### PROBLEM
Please copy each of the items below word for word.

### Stored items

——

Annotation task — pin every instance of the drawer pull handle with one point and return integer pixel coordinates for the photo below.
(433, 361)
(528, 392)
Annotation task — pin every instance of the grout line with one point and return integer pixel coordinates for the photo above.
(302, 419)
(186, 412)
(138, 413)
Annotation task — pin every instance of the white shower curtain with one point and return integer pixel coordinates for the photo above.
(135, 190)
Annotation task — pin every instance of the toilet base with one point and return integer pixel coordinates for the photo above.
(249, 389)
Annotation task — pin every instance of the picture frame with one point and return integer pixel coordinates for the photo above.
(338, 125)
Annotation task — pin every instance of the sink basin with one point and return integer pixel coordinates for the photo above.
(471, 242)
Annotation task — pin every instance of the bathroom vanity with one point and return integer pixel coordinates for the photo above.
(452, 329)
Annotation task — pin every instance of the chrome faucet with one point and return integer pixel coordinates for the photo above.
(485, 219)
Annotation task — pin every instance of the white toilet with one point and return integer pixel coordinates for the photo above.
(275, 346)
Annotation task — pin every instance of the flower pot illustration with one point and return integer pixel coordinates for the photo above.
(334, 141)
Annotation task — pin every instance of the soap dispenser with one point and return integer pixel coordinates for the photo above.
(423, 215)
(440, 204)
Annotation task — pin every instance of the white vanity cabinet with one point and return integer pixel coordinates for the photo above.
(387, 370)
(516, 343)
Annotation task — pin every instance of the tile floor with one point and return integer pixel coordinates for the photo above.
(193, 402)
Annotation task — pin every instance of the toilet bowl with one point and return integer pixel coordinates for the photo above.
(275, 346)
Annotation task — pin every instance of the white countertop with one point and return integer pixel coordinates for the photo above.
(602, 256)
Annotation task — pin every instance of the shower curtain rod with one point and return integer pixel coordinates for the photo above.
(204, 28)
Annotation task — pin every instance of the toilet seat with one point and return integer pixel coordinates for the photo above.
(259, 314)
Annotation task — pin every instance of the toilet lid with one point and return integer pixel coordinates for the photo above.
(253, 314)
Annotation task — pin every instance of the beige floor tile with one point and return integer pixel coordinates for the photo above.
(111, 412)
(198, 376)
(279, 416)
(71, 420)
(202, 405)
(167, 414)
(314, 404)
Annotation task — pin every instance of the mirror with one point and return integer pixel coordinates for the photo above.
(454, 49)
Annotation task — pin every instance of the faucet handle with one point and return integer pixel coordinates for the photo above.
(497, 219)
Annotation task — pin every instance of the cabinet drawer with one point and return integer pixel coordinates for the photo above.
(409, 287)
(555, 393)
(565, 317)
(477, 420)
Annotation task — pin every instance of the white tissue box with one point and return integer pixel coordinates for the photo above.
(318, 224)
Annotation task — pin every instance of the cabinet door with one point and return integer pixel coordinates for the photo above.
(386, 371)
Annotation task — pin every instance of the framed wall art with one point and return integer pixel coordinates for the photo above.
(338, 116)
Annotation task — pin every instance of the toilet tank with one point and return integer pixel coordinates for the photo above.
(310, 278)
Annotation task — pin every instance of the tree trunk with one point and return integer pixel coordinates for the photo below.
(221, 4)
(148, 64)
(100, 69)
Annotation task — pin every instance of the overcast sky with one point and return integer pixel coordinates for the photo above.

——

### ANSWER IN FULL
Annotation task — pin every instance of the drawer pull handle with one point and return integer pixel coordinates for the photo below.
(433, 361)
(528, 392)
Annotation task — pin every instance of the grout line with one point and return integer pixel coordinates for the photo above.
(302, 419)
(186, 412)
(138, 413)
Annotation task — pin every instance of the white shower curtain with one point and return integer pixel coordinates for the photo above.
(135, 190)
Annotation task — pin every instance of the toilet base with one point and return integer pixel coordinates for the photo above.
(249, 389)
Annotation task — pin every instance of the picture frame with one point and return integer pixel coordinates for the photo above.
(338, 125)
Annotation task — pin every instance of the sink basin with one point and return integer pixel coordinates for the photo above.
(471, 242)
Annotation task — pin every instance of the bathroom vanity with one point and return integer pixel coordinates for the photo above.
(452, 329)
Annotation task — pin every instance of the chrome faucet with one point and return integer pixel coordinates for the photo above.
(485, 219)
Annotation task — pin every instance of the white toilet with one point and return integer pixel coordinates for the photo above.
(275, 346)
Annotation task — pin every instance of the flower pot illustration with one point and return integer pixel coordinates for the photo above.
(334, 141)
Annotation task — pin every instance of the soap dispenser with one point and return integer pixel coordinates for the photo above.
(423, 215)
(440, 204)
Annotation task — pin every instance of the white vanity cabinet with one point and return integer pixel coordinates for the photo above.
(387, 370)
(516, 343)
Annotation task — pin every instance of the tile floor with one point and return integer pixel coordinates for the photo above.
(193, 402)
Annotation task — pin every instance of the toilet bowl with one point and return integer pixel coordinates for the photo above.
(275, 346)
Annotation task — pin every instance of the white countertop with one point and return integer pixel coordinates for the photo above.
(602, 256)
Annotation task — pin every instance of the shower curtain rod with one point and return integer pixel coordinates for the photo above.
(204, 28)
Annotation task — pin every instance of the toilet seat with one point and return integer pixel coordinates for the photo above.
(259, 314)
Annotation task — pin every instance of the toilet lid with one point and return integer pixel coordinates for the photo above.
(253, 314)
Annotation task — pin every instance of the beige floor tile with one point and return integer pixel coordinates for the photo above.
(111, 412)
(198, 376)
(279, 416)
(71, 420)
(202, 405)
(167, 414)
(314, 404)
Annotation task — pin every instance of the mirror with one point and return integer pixel coordinates for the photo above.
(454, 49)
Annotation task — pin every instance of the faucet handle with one point and return integer pixel coordinates for the photo above.
(497, 219)
Annotation task — pin every instance of the cabinet drawer with one point and return integer pixel coordinates for the photo above.
(409, 287)
(555, 393)
(565, 317)
(477, 420)
Annotation task — pin every instance of the white tissue box with one point and return integer pixel coordinates for the photo above.
(318, 224)
Annotation task — pin every instance of the cabinet door with one point and return integer pixel coordinates for the photo above.
(386, 371)
Annotation task — pin every instance of the framed wall art with one point and return integer pixel coordinates for the photo above.
(338, 116)
Annotation task — pin every instance of the toilet tank with one point and return integer pixel coordinates for the photo above.
(310, 278)
Annotation task — pin every instance of the tree trunk with one point and return integer pixel coordinates for the photo below.
(221, 4)
(148, 64)
(100, 69)
Annotation task — pin every instance of the overcast sky with one point and return integer pixel coordinates for the photo above.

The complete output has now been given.